Dataset entries
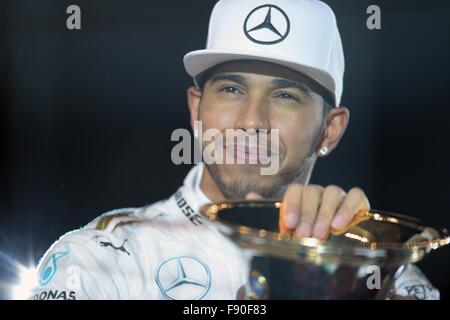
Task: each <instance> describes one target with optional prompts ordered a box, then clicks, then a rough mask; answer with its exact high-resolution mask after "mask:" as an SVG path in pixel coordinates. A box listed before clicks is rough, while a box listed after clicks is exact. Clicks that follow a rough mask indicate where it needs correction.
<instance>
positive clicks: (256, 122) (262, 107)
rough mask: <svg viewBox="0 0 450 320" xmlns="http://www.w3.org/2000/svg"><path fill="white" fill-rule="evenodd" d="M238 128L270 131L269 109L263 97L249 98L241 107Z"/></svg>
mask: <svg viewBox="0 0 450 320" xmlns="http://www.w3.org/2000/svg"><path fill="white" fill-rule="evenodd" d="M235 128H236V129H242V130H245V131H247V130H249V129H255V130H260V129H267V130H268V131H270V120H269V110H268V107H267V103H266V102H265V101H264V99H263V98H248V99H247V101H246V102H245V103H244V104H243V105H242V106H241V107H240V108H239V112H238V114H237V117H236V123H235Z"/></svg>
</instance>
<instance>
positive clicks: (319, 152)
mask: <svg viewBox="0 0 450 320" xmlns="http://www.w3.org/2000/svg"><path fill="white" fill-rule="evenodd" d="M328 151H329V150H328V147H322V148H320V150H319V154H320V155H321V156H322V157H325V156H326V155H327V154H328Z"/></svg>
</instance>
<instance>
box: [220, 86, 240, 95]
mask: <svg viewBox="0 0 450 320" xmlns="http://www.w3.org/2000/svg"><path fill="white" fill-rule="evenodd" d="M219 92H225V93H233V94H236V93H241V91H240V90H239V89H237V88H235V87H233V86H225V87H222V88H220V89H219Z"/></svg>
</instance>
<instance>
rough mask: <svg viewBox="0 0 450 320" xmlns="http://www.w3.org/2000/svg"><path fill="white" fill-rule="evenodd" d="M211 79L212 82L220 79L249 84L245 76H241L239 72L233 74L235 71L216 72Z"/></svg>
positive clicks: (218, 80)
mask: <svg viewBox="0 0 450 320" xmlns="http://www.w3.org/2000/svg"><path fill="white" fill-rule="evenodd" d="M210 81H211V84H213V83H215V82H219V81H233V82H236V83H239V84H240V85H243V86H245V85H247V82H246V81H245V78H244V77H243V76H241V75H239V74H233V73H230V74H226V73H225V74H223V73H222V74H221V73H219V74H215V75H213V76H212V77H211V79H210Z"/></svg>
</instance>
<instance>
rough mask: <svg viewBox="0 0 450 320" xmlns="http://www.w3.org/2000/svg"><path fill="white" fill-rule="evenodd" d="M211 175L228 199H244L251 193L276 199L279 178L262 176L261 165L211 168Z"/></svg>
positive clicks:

---

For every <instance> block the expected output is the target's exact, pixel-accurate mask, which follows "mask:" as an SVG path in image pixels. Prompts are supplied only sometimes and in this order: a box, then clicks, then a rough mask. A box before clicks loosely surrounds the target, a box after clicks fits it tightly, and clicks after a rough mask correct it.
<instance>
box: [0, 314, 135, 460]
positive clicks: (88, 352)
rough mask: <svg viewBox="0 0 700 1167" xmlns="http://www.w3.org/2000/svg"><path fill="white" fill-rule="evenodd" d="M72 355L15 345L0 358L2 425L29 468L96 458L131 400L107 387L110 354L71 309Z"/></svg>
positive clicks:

Problem statement -> Lay out the part of the listing that starts with the line containing "Task: each <instance>" and ends with the line containing "128L270 131L269 109L263" as a Markdown table with columns Row and Line, one row per line with both end lines included and blank lines omitted.

Answer box ->
| Row | Line |
|---|---|
| 1 | Task: each <instance> describes one target with optional prompts ordered a box, then clicks, then a rough mask; answer with its exact high-resolution mask after "mask:" as an SVG path in pixel coordinates. A box listed before clicks is rough, while a box listed after clicks is exact. Clicks that follow a rough mask indicate where it needs correction. |
| 2 | <instance> |
| 3 | positive clicks: (256, 122) (262, 107) |
| 4 | rough mask: <svg viewBox="0 0 450 320" xmlns="http://www.w3.org/2000/svg"><path fill="white" fill-rule="evenodd" d="M238 128L270 131L269 109L263 97L249 98L241 107Z"/></svg> |